(Coordinate annotation entries)
▬▬▬

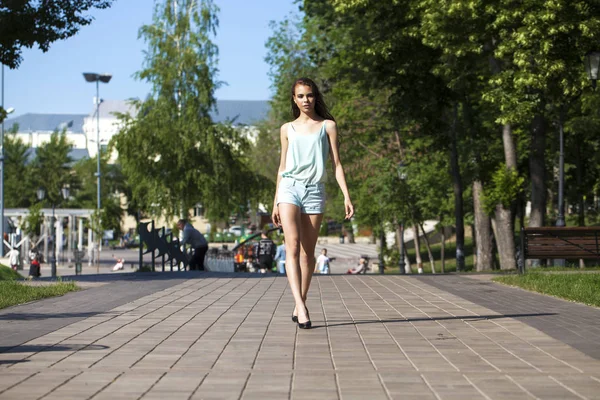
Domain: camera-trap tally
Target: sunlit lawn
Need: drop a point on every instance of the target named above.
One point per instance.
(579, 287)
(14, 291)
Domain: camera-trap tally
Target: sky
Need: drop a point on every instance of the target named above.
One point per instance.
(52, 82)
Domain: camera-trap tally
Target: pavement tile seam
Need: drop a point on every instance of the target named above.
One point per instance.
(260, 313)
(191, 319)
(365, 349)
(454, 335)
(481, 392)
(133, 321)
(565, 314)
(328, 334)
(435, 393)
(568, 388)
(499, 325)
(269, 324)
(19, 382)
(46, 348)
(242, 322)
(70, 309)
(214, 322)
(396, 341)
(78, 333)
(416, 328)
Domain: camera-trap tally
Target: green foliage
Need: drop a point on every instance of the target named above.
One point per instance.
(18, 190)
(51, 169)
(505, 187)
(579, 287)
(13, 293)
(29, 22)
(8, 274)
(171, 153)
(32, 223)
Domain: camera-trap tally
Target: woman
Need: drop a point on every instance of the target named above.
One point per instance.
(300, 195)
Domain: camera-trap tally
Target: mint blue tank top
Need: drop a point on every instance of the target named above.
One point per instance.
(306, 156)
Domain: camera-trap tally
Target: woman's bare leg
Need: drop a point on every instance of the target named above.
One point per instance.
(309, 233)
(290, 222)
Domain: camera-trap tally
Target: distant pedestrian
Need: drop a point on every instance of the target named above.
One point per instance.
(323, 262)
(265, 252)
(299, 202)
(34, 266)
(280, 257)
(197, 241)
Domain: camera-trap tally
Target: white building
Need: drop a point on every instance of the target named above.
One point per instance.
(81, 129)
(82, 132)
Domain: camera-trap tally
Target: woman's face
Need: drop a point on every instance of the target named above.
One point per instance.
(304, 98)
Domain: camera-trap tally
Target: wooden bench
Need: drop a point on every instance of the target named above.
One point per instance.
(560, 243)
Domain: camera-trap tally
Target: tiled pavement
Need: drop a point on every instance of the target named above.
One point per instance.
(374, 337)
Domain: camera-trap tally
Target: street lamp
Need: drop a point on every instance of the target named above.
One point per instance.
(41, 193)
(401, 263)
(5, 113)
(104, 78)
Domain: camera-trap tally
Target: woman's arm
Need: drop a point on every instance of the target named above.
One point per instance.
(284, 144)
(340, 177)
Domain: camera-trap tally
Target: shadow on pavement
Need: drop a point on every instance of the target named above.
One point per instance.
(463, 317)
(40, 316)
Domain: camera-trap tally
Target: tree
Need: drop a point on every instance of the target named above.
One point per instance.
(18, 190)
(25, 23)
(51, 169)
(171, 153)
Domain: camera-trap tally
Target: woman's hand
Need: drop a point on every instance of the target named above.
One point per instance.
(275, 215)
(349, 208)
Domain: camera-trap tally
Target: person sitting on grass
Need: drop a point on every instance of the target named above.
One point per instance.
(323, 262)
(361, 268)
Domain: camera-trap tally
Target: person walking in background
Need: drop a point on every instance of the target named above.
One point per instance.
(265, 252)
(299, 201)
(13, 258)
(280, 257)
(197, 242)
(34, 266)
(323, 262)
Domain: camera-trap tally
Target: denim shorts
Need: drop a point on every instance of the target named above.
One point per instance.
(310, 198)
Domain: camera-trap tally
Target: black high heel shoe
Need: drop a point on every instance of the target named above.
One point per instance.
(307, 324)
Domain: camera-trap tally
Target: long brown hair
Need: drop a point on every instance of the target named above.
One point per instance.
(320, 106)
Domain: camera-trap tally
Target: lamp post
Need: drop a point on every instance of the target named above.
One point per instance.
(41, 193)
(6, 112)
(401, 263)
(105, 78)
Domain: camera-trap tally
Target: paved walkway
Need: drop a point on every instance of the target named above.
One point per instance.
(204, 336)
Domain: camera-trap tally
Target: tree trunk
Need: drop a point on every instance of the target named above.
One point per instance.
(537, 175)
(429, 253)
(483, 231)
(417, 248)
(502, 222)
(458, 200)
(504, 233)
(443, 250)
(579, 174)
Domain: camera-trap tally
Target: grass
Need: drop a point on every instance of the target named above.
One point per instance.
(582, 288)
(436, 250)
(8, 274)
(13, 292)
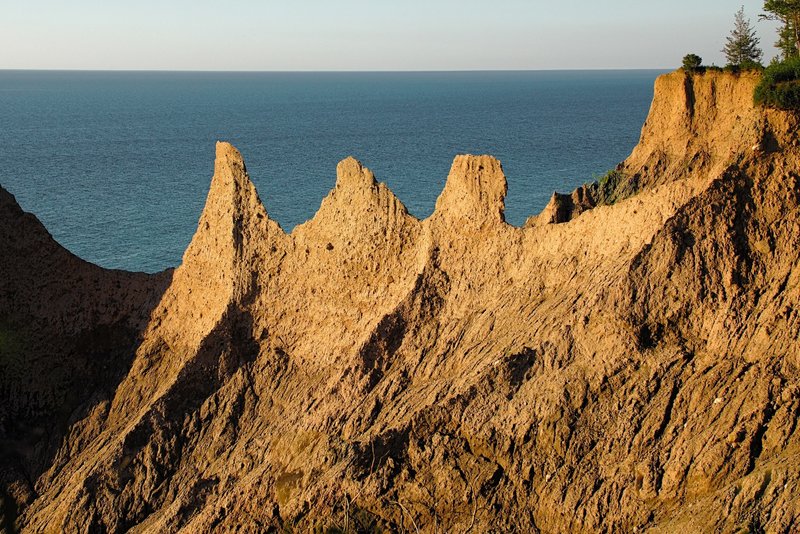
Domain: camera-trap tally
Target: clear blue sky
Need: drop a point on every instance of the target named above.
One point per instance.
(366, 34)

▬▬▬

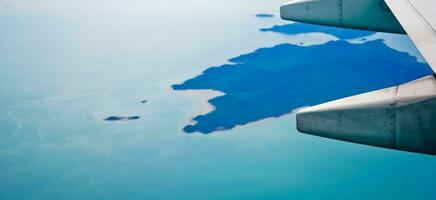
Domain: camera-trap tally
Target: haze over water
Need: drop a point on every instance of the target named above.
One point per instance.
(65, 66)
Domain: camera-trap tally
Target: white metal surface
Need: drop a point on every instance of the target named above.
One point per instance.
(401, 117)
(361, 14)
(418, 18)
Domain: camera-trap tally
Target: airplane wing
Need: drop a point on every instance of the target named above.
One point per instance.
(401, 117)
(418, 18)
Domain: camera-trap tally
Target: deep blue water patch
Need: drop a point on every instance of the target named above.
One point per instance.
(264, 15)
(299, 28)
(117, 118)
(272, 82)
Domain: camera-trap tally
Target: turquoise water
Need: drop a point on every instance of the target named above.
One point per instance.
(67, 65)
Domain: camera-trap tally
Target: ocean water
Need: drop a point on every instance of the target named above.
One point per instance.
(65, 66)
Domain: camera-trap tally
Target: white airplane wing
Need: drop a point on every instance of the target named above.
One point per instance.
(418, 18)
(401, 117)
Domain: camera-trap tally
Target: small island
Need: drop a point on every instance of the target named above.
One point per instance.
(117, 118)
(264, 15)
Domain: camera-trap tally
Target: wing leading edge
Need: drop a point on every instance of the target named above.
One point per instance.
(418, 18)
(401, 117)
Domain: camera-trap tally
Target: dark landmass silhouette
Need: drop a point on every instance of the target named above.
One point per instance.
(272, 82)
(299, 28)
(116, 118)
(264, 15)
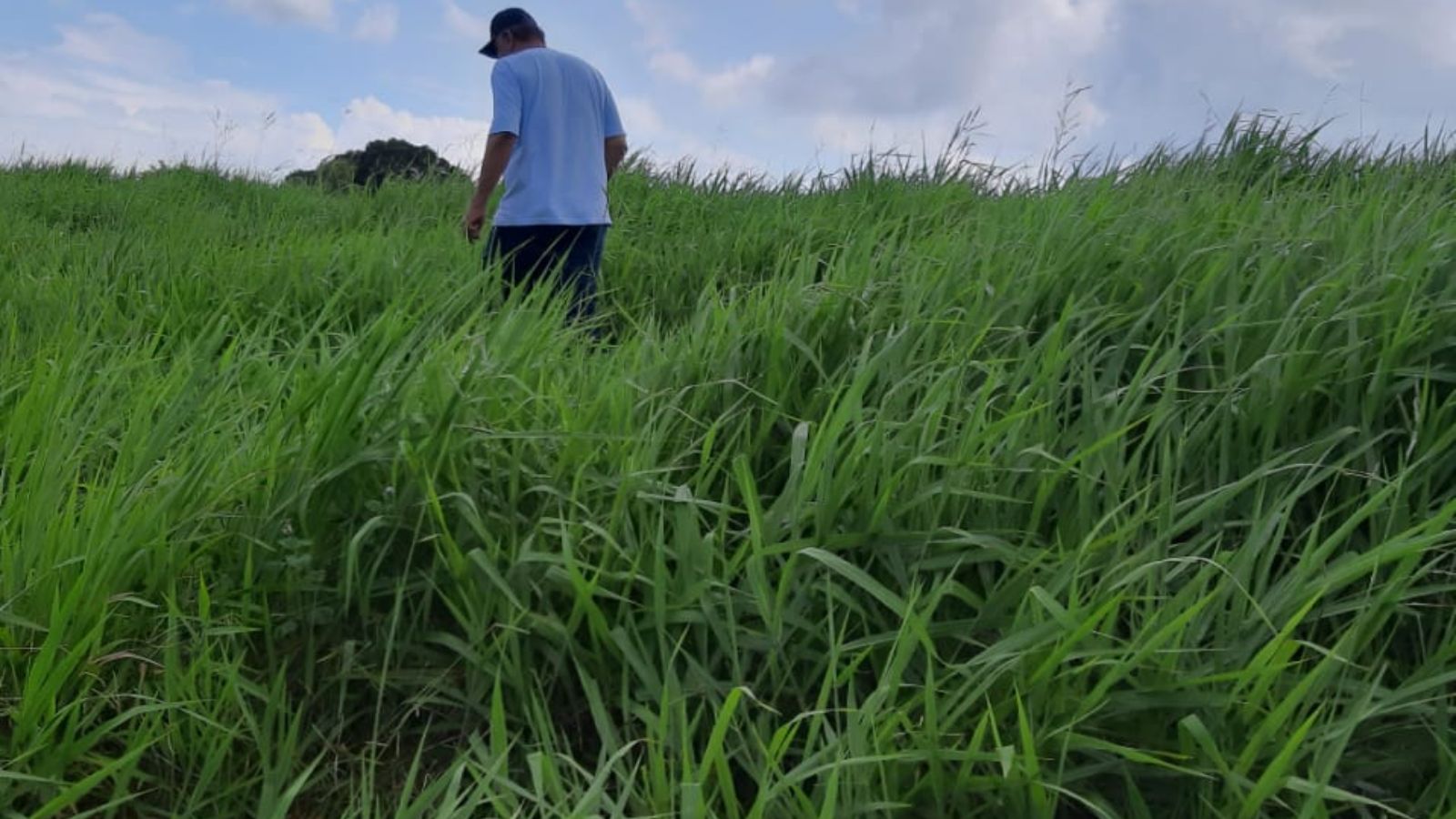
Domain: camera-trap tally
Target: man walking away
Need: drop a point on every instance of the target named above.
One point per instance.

▬▬▬

Task details: Find every line in the rows above that contains the string "pavement", and copy each one. Case counts.

Solution for this exercise:
Target: pavement tile seam
Target: tiled pavement
Target: shadow on pavement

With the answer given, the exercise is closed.